-- start Dataset extract --
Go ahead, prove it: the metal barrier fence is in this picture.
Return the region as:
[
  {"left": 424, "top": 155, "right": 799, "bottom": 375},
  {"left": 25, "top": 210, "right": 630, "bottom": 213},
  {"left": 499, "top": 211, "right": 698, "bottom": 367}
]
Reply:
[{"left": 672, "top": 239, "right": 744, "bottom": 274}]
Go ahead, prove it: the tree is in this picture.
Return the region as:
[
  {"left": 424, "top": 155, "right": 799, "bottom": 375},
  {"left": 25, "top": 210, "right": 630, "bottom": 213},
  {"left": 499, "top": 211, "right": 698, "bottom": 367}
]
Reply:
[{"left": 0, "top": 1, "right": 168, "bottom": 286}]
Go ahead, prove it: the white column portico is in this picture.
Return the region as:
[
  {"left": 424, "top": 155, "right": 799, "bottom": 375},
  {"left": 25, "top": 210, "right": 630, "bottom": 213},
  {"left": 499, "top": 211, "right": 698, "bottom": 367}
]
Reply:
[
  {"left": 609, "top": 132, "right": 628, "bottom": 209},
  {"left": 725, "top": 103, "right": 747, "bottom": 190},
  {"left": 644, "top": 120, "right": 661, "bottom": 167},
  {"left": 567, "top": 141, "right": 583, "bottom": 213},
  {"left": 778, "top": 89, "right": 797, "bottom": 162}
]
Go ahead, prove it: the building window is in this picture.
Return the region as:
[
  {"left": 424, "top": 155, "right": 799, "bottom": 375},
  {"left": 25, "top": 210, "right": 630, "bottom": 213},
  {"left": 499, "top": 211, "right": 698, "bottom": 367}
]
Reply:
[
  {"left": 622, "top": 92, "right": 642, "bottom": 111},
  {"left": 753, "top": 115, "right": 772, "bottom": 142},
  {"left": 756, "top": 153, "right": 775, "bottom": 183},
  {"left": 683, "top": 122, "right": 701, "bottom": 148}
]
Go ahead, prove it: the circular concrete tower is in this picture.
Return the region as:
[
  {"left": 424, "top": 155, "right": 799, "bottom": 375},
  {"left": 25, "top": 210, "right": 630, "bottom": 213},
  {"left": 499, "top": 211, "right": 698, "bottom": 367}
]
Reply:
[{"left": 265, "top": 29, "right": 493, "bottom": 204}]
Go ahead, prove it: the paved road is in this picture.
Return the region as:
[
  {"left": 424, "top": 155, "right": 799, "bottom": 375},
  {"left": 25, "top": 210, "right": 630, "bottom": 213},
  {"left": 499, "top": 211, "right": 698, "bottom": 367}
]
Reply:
-- end Dataset extract --
### Task statement
Return, word for word, each line from the line that contains "Go ahead, prove it: the building" to the end of the listing above; include both end lines and nothing else.

### Output of the exercise
Go ahead, prove it: the building window is in this picture.
Return the region as:
[
  {"left": 424, "top": 155, "right": 799, "bottom": 375},
  {"left": 25, "top": 210, "right": 630, "bottom": 213},
  {"left": 499, "top": 211, "right": 698, "bottom": 367}
]
Reply:
[
  {"left": 622, "top": 92, "right": 642, "bottom": 111},
  {"left": 753, "top": 115, "right": 772, "bottom": 142},
  {"left": 756, "top": 153, "right": 775, "bottom": 183},
  {"left": 683, "top": 122, "right": 701, "bottom": 148}
]
Go ahead, prove it: the circular concrete tower is in this picture.
Return the region as:
[
  {"left": 424, "top": 155, "right": 799, "bottom": 375},
  {"left": 25, "top": 210, "right": 630, "bottom": 213},
  {"left": 499, "top": 211, "right": 698, "bottom": 367}
]
Reply:
[{"left": 265, "top": 29, "right": 493, "bottom": 204}]
Go ahead, prove it: the paved road is in this picture.
Return the region as:
[
  {"left": 424, "top": 155, "right": 799, "bottom": 375},
  {"left": 25, "top": 210, "right": 630, "bottom": 213},
  {"left": 499, "top": 211, "right": 698, "bottom": 367}
]
Reply:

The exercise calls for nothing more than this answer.